• WORK TASK:
Output all records below verbatim.

━━━━━━━━━━

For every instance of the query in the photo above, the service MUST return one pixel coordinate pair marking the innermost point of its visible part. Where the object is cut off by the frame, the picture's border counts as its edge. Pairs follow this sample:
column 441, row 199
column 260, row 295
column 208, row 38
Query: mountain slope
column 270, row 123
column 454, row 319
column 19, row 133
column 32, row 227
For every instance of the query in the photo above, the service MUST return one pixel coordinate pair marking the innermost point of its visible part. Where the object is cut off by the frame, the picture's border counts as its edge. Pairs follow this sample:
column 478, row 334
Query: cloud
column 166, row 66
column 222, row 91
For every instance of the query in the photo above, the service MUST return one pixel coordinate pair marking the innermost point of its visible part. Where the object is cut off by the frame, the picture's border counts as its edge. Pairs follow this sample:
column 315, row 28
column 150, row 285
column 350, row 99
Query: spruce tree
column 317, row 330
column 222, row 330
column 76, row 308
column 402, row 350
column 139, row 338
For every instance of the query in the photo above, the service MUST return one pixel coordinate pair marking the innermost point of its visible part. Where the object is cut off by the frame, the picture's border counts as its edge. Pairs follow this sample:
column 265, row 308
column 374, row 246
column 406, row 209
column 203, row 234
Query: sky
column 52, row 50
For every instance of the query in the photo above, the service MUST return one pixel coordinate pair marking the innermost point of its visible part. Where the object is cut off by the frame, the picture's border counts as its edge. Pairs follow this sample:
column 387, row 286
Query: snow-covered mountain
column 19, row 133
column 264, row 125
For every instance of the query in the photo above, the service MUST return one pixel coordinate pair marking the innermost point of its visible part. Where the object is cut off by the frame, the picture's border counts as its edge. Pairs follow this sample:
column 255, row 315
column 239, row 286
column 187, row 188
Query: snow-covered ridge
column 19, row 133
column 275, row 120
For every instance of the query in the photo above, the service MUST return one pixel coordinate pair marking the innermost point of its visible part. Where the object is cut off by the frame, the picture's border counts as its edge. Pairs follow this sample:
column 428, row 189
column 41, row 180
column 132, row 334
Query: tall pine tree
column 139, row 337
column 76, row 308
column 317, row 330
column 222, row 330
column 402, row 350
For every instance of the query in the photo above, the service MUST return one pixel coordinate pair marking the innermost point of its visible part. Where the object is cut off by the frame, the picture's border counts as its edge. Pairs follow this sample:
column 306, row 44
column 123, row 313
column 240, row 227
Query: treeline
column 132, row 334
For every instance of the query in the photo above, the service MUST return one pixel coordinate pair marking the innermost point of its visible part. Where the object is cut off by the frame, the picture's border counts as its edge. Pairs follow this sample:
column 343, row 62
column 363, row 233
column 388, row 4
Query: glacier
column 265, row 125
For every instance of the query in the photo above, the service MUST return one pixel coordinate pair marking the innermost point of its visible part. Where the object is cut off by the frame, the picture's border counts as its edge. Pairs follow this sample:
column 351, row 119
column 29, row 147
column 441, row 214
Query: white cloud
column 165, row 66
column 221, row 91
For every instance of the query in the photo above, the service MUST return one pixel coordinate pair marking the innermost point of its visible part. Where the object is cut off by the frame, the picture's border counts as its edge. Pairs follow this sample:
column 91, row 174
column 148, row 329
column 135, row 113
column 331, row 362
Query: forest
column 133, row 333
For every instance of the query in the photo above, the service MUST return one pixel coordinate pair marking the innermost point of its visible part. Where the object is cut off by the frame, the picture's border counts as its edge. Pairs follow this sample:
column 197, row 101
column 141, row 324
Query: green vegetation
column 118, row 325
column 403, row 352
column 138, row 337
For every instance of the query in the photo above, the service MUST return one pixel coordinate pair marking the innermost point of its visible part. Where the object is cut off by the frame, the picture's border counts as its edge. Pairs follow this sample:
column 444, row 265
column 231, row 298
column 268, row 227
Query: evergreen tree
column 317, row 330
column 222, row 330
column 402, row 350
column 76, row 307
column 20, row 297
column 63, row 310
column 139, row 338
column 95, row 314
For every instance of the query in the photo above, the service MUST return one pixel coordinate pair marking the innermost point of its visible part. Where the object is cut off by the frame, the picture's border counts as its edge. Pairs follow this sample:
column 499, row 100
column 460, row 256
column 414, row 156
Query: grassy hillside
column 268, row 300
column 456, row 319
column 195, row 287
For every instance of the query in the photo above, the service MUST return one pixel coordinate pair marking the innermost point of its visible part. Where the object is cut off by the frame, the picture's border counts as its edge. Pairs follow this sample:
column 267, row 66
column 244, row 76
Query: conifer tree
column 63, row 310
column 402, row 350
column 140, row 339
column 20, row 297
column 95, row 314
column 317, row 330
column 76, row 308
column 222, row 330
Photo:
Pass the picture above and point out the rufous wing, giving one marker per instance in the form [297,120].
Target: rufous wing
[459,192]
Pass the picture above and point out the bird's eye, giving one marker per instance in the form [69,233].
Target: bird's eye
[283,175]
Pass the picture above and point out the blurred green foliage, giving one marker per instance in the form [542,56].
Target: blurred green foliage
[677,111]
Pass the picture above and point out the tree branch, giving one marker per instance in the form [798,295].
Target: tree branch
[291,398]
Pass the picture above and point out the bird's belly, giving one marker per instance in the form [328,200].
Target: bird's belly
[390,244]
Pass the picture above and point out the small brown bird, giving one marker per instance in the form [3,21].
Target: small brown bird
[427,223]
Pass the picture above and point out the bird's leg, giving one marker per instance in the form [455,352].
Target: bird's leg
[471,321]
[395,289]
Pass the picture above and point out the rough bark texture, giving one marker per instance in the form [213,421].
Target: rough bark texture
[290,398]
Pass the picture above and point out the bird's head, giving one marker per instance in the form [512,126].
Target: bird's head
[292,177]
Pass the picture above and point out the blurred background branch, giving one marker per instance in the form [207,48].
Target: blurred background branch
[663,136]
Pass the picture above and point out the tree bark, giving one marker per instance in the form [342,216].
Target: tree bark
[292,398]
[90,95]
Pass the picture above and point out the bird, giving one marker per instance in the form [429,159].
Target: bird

━━━━━━━━━━

• OUTPUT BELOW:
For every instance of the query in the photo above, the service MUST return one pixel coordinate pair marking the innermost point of its visible part. Where the object is cut off by the frame, the picture's border counts as its edge. Pairs follow this sample:
column 441, row 199
column 260, row 295
column 208, row 38
Query: mountain slope
column 270, row 123
column 454, row 319
column 19, row 133
column 32, row 227
For every instance of the query in the photo above, the service MUST return one pixel coordinate pair marking the innermost point of its visible part. Where the object is cut off by the frame, the picture's border counts as its edge. Pairs follow this sample:
column 478, row 334
Query: cloud
column 166, row 66
column 222, row 91
For every instance of the query in the photo above, the service MUST return one pixel coordinate pair marking the innermost point of its visible part. Where the object is cut off by the frame, the picture's border counts as its edge. Pairs follow this sample:
column 315, row 28
column 150, row 285
column 350, row 99
Query: spruce tree
column 317, row 330
column 222, row 330
column 76, row 308
column 402, row 350
column 139, row 338
For every instance of the query in the photo above, the service MUST return one pixel coordinate pair marking the innermost point of its visible part. Where the object is cut off by the frame, the picture's border counts as its edge. Pairs follow this sample:
column 265, row 308
column 374, row 246
column 406, row 209
column 203, row 234
Query: sky
column 52, row 50
For every instance of the query in the photo above, the service MUST return one pixel coordinate pair marking the innermost point of its visible part. Where the object is cut off by the frame, the picture's border counts as its edge. Pairs follow this sample:
column 387, row 286
Query: snow-covered mountain
column 19, row 133
column 264, row 125
For every instance of the query in the photo above, the service MUST return one pixel coordinate pair marking the innermost point of its visible part. Where the object is cut off by the frame, the picture's border counts as its edge. Pairs follow this sample:
column 255, row 315
column 239, row 286
column 187, row 188
Query: snow-covered ridge
column 19, row 133
column 275, row 120
For every instance of the query in the photo above, the service MUST return one pixel coordinate pair marking the innermost point of its visible part. Where the object is cut off by the frame, the picture's border counts as its edge. Pairs follow this sample:
column 428, row 189
column 41, row 180
column 132, row 334
Query: tall pine tree
column 139, row 337
column 76, row 308
column 317, row 330
column 222, row 330
column 402, row 350
For every instance of the query in the photo above, the service MUST return one pixel coordinate pair marking the innermost point of its visible part. Where the object is cut off by the frame, the picture's border counts as its edge. Pairs follow this sample:
column 306, row 44
column 123, row 313
column 240, row 227
Query: treeline
column 132, row 334
For every instance of the query in the photo above, the service MUST return one pixel coordinate pair marking the innermost point of its visible part. Where the object is cut off by the frame, the picture's border counts as its edge. Pairs follow this sample:
column 343, row 62
column 363, row 233
column 388, row 4
Query: glacier
column 265, row 125
For every instance of the query in the photo above, the service MUST return one pixel coordinate pair marking the innermost point of its visible part. Where the object is cut off by the frame, the picture's border counts as its edge. Pairs follow this sample:
column 351, row 119
column 29, row 147
column 441, row 214
Query: white cloud
column 165, row 66
column 221, row 91
For every instance of the query in the photo above, the service MUST return one pixel coordinate pair marking the innermost point of its visible part. Where the object is cut off by the frame, the picture's border counts as its edge. Pairs follow this sample:
column 91, row 174
column 148, row 329
column 135, row 113
column 331, row 362
Query: forest
column 133, row 333
For every instance of the query in the photo above, the service MUST return one pixel coordinate pair marking the innermost point of its visible part. Where the object is cut off by the frame, the picture's border counts as its edge. Pairs follow this sample:
column 197, row 101
column 141, row 324
Query: green vegetation
column 118, row 325
column 403, row 352
column 138, row 337
For every instance of the query in the photo above, the service MUST return one pixel coordinate pair marking the innermost point of its visible part. Where the object is cut off by the frame, the picture's border counts as its edge. Pairs follow this sample:
column 444, row 265
column 231, row 298
column 268, row 227
Query: evergreen tree
column 317, row 330
column 222, row 330
column 402, row 350
column 76, row 307
column 20, row 297
column 63, row 310
column 139, row 338
column 95, row 314
For every instance of the query in the photo above, the service MUST return one pixel coordinate pair marking the innermost point of its visible part. Where the object is cut off by the frame, the picture's border counts as its edge. Pairs follow this sample:
column 499, row 100
column 460, row 256
column 414, row 156
Query: grassy hillside
column 268, row 300
column 456, row 319
column 195, row 287
For every instance of the query in the photo above, the service MUST return one pixel coordinate pair marking the innermost point of its visible part. Where the object is cut off by the frame, the picture's border counts as its edge. Pairs follow this sample:
column 267, row 66
column 244, row 76
Query: conifer tree
column 63, row 310
column 402, row 350
column 140, row 339
column 20, row 297
column 95, row 314
column 317, row 330
column 76, row 308
column 222, row 330
Photo:
Pass the picture above and point out the rufous wing, giving one marker per instance in the form [297,120].
Target: rufous wing
[459,192]
Pass the picture above and point out the bird's eye, giving one marker per instance in the form [69,233].
Target: bird's eye
[283,175]
Pass the picture above and point out the blurred green foliage, giving one marker per instance in the form [542,56].
Target: blurred green foliage
[677,111]
Pass the picture above and point out the tree branch, giving one marker per instance in the form [798,295].
Target: tree branch
[291,398]
Pass the picture above and point out the bird's belly, giving one marker per instance in the form [328,200].
Target: bird's belly
[390,244]
Pass the picture above and point out the small brown bird, giving one marker per instance in the form [3,21].
Target: small brown bird
[427,223]
Pass the picture above and point out the bird's leg, giving one marker per instance in the form [455,352].
Target: bird's leg
[471,321]
[395,289]
Pass the picture above and point out the rough bark texture, giving one marker per instance in the form [213,421].
Target: rough bark texture
[290,398]
Pass the picture above and point out the bird's head, giving one marker per instance in the form [512,126].
Target: bird's head
[292,177]
Pass the picture above and point out the blurred background branch, giving one marker per instance in the form [207,48].
Target: blurred background branch
[663,136]
Pass the picture above and point out the tree bark, giving one marker per instance in the form [342,216].
Target: tree bark
[292,398]
[90,95]
Pass the picture above and point out the bird, giving one marker per instance in the form [429,159].
Target: bird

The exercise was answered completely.